Looking at the data, count the lines where the word "green" occurs and answer with only the number.
*** Opening Dataset entries ***
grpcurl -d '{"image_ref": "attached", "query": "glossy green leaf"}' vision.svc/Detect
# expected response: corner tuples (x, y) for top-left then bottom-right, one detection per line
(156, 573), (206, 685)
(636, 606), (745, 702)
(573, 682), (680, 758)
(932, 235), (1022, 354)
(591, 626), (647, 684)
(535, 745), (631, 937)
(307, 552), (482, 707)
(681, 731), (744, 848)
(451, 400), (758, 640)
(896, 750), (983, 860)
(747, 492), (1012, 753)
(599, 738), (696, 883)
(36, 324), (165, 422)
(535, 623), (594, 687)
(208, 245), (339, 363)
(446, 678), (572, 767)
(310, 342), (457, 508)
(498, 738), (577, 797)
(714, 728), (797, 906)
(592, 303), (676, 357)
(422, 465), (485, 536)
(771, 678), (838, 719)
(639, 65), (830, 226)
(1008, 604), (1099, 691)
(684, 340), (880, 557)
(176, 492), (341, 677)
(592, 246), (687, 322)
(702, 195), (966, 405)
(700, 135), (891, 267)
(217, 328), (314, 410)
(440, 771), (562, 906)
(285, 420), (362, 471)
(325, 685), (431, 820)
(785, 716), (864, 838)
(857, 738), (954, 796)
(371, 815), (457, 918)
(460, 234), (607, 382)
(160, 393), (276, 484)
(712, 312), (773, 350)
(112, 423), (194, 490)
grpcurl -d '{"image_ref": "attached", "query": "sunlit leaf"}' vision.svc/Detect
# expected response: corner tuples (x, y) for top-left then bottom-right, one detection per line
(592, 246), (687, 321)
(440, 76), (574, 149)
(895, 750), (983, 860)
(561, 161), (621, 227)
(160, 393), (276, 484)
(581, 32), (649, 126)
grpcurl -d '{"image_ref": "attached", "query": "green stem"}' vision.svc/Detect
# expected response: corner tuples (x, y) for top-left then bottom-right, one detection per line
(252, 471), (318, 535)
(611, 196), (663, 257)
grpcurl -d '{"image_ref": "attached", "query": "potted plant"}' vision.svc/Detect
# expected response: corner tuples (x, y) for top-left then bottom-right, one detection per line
*** Closing Dataset entries ***
[Reply]: 2